> _Activity_
Only an exact copy of the records, from the line with "Locate the tree" through the last line, is wanted.

Spatial localization data:

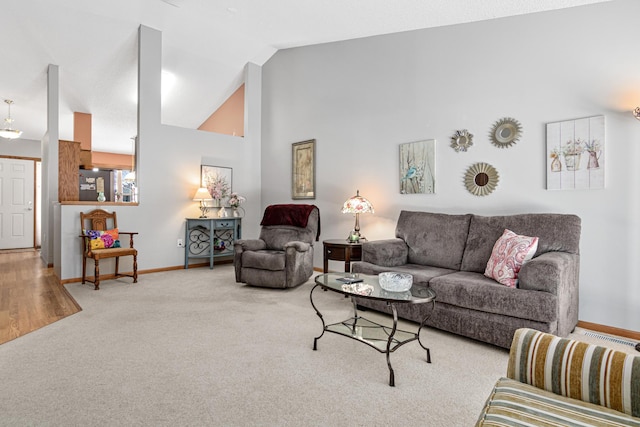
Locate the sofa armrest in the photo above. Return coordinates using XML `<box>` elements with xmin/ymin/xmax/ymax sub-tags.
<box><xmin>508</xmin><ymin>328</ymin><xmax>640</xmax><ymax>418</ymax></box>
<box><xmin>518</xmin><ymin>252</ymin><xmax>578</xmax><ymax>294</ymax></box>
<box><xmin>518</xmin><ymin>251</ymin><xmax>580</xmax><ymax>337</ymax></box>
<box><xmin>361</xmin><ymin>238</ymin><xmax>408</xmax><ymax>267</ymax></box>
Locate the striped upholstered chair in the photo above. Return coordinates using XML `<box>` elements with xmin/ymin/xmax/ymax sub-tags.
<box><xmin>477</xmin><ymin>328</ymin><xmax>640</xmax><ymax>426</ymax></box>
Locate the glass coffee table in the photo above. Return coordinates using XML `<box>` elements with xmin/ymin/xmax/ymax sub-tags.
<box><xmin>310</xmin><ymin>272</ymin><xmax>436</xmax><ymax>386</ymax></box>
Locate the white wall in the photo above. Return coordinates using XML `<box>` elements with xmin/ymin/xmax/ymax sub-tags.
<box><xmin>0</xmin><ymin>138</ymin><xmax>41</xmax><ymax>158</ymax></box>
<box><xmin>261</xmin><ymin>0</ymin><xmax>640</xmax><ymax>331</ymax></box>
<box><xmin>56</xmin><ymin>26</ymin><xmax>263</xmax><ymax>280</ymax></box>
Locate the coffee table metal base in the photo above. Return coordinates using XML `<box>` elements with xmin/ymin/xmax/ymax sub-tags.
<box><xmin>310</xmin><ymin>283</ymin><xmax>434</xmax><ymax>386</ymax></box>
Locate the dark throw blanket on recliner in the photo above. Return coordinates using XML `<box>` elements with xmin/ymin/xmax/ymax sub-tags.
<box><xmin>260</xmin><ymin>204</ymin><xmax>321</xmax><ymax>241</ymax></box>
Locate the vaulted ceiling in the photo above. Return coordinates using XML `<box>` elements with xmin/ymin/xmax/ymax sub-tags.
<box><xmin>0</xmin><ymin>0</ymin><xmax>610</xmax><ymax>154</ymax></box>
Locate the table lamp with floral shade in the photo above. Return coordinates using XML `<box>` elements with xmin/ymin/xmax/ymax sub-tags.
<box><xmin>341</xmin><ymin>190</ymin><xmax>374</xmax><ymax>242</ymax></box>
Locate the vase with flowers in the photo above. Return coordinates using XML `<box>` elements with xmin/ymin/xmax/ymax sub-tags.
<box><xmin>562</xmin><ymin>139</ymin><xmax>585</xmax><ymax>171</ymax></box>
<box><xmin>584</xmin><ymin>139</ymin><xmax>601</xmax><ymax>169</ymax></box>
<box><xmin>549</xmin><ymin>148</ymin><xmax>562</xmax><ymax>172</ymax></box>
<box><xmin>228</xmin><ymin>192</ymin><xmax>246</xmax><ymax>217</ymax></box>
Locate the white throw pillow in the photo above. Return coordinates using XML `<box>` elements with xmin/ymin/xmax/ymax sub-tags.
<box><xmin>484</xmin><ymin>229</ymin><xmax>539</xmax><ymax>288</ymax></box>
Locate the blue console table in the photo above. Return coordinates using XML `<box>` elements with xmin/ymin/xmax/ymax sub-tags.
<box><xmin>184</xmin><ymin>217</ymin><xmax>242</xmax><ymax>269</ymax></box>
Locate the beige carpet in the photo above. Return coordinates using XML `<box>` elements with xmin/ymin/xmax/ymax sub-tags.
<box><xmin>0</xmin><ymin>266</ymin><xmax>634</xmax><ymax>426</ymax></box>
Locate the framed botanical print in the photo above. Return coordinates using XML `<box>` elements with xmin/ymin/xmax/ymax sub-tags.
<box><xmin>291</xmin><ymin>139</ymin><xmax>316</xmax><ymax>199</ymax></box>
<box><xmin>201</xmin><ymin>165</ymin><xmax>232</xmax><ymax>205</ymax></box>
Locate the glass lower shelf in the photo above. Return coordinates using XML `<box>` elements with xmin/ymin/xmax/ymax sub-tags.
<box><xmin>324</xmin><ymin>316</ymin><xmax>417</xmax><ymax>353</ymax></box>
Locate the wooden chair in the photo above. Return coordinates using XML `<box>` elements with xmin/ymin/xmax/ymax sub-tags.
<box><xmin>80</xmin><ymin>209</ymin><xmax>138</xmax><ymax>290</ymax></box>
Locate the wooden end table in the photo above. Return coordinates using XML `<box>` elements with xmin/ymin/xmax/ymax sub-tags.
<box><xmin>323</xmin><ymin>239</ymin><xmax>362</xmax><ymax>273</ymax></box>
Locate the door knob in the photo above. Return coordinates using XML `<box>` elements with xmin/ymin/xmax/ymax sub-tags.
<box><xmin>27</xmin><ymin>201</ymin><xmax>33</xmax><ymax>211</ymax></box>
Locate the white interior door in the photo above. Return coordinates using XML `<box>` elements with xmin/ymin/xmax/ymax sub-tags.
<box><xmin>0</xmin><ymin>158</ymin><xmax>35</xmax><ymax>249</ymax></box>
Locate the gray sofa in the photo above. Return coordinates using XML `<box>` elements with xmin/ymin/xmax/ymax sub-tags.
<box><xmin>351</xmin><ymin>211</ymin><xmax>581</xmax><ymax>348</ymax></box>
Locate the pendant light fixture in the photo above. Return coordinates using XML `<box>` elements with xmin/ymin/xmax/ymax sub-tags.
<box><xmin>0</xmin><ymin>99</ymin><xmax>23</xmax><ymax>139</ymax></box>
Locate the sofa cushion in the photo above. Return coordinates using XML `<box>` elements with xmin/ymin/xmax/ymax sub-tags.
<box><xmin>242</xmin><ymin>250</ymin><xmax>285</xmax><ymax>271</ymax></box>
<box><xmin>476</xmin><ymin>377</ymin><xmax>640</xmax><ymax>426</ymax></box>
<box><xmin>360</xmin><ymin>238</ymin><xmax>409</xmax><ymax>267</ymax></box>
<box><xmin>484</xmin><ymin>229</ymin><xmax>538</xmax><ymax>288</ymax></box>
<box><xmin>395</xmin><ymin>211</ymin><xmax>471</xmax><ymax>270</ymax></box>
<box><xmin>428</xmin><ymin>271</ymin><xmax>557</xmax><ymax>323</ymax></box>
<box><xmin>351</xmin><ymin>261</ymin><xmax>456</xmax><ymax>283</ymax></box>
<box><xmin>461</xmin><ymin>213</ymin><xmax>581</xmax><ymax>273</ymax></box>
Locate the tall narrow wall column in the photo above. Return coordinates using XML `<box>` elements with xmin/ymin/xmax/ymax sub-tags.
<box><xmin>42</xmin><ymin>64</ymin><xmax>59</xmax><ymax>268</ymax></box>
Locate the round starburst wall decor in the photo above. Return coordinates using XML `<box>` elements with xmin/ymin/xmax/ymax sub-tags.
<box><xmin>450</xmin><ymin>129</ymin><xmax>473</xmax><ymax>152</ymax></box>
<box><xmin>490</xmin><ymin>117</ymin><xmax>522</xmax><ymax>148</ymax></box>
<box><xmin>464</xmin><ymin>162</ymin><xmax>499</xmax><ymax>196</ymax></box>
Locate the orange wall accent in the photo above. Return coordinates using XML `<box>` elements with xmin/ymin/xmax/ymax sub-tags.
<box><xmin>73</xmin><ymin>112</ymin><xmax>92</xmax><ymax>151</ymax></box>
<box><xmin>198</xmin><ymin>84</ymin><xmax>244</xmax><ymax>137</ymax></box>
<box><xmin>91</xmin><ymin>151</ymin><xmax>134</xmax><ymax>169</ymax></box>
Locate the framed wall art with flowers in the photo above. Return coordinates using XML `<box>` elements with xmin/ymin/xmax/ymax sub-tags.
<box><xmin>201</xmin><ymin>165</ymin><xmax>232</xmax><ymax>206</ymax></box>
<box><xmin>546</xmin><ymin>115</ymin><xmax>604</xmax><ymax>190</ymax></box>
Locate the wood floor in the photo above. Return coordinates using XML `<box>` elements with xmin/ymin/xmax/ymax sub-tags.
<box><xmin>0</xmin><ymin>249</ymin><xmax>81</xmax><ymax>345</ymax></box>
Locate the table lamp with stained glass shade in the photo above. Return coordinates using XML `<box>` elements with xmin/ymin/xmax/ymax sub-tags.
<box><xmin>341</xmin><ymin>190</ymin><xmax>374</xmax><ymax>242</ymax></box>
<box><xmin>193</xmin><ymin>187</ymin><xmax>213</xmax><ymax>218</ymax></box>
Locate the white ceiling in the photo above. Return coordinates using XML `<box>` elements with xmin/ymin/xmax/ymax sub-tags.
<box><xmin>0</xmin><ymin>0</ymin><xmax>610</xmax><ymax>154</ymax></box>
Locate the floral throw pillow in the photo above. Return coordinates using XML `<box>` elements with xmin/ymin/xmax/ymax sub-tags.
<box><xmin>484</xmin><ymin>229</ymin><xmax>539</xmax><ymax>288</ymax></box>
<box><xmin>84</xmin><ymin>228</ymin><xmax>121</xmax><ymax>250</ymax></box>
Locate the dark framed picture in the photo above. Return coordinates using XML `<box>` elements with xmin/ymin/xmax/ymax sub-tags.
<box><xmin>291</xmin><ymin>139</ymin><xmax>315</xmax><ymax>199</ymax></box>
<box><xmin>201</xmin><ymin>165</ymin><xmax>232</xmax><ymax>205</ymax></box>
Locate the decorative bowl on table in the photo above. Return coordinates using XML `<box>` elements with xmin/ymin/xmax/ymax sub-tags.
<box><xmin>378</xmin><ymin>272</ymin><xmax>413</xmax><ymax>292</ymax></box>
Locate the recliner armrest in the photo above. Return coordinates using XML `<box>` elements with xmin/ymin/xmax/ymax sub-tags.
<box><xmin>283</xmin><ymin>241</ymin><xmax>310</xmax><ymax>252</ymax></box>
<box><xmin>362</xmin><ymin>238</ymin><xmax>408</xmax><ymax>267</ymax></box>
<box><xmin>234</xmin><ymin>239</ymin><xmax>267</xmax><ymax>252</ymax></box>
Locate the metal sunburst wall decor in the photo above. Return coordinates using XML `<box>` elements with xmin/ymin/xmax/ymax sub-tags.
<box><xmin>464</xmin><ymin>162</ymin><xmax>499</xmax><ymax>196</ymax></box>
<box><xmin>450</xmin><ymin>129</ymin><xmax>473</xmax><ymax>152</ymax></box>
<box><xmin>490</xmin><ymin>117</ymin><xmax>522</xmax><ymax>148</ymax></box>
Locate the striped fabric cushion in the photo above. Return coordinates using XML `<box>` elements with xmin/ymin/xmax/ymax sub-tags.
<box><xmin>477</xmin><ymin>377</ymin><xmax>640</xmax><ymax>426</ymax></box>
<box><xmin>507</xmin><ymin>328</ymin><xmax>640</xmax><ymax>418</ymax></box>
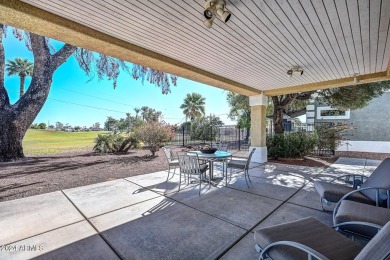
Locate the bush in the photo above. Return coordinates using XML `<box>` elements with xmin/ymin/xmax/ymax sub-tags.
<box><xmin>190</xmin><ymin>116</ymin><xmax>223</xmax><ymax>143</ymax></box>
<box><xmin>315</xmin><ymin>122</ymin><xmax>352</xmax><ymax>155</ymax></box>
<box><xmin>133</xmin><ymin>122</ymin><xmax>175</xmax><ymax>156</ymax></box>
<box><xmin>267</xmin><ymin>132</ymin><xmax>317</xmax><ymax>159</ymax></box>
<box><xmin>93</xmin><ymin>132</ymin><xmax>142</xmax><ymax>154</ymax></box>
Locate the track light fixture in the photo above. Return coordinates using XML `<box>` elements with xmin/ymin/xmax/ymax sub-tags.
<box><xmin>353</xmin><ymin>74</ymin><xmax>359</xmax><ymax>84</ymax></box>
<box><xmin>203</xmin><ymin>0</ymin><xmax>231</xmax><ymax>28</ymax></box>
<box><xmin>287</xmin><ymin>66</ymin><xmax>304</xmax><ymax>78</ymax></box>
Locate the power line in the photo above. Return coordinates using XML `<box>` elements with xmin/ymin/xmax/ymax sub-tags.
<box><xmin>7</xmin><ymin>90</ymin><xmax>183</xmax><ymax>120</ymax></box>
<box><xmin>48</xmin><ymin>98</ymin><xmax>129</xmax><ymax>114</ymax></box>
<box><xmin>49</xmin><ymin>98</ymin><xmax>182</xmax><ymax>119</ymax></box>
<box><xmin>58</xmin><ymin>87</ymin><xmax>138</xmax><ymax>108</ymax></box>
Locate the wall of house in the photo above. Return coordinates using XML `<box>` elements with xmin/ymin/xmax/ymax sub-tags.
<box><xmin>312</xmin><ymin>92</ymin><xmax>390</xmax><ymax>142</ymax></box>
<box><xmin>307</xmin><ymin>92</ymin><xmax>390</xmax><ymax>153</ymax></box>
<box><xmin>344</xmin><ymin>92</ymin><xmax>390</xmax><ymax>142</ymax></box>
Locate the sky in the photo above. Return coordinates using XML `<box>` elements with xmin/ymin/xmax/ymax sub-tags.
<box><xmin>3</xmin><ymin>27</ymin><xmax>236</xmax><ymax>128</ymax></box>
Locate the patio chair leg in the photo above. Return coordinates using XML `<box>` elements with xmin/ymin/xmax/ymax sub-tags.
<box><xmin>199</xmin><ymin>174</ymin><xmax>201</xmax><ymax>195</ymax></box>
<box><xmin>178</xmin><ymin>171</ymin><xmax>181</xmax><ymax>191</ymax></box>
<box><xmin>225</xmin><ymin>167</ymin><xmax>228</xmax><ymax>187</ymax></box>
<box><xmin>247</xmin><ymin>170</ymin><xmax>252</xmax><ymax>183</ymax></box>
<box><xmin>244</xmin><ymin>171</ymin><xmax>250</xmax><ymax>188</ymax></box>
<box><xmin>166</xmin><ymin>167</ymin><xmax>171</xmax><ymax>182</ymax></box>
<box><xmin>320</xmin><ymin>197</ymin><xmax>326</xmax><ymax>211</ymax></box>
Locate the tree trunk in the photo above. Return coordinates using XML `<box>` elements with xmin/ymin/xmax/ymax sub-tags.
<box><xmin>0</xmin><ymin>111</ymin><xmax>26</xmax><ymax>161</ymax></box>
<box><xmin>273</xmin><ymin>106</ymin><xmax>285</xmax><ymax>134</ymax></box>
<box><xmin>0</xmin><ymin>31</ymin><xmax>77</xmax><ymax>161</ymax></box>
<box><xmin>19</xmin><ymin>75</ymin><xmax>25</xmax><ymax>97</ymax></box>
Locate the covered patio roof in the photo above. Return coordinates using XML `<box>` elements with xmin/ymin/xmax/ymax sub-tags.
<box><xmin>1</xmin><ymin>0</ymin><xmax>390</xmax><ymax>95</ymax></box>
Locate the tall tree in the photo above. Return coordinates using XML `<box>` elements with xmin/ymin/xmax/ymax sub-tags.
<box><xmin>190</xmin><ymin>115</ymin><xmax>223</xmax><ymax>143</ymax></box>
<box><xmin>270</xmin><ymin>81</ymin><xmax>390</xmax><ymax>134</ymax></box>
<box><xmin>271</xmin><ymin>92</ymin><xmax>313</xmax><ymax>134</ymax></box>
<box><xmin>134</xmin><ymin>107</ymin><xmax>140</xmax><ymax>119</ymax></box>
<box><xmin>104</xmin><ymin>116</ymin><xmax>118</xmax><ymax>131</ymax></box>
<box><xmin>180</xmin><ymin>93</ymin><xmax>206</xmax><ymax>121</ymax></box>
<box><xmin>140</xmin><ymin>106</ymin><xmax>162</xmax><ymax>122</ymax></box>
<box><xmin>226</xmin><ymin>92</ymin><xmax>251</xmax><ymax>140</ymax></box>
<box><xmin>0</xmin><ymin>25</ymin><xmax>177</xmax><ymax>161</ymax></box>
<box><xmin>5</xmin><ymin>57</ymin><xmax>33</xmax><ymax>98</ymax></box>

> _Problem solution_
Locate the tree trunk in the photo above. Return coordinates using XML `<box>` elements with xmin/ymin/xmax/ymax sub-tags.
<box><xmin>0</xmin><ymin>111</ymin><xmax>26</xmax><ymax>161</ymax></box>
<box><xmin>273</xmin><ymin>106</ymin><xmax>285</xmax><ymax>134</ymax></box>
<box><xmin>0</xmin><ymin>31</ymin><xmax>77</xmax><ymax>161</ymax></box>
<box><xmin>19</xmin><ymin>75</ymin><xmax>25</xmax><ymax>97</ymax></box>
Locate the covered patio roof in the photo above. Return coordinates using XML `<box>` elements with xmin/ymin/xmax/ymax sub-tags.
<box><xmin>1</xmin><ymin>0</ymin><xmax>390</xmax><ymax>95</ymax></box>
Locate the tall tree in the photo above. Return coordinates using XML `<box>` elements with xmin/ymin/xmax/ymax sub-tags.
<box><xmin>190</xmin><ymin>115</ymin><xmax>223</xmax><ymax>143</ymax></box>
<box><xmin>270</xmin><ymin>81</ymin><xmax>390</xmax><ymax>134</ymax></box>
<box><xmin>271</xmin><ymin>92</ymin><xmax>313</xmax><ymax>134</ymax></box>
<box><xmin>134</xmin><ymin>107</ymin><xmax>140</xmax><ymax>119</ymax></box>
<box><xmin>104</xmin><ymin>116</ymin><xmax>118</xmax><ymax>131</ymax></box>
<box><xmin>180</xmin><ymin>93</ymin><xmax>206</xmax><ymax>121</ymax></box>
<box><xmin>140</xmin><ymin>106</ymin><xmax>162</xmax><ymax>122</ymax></box>
<box><xmin>226</xmin><ymin>92</ymin><xmax>251</xmax><ymax>140</ymax></box>
<box><xmin>0</xmin><ymin>25</ymin><xmax>177</xmax><ymax>161</ymax></box>
<box><xmin>5</xmin><ymin>57</ymin><xmax>33</xmax><ymax>98</ymax></box>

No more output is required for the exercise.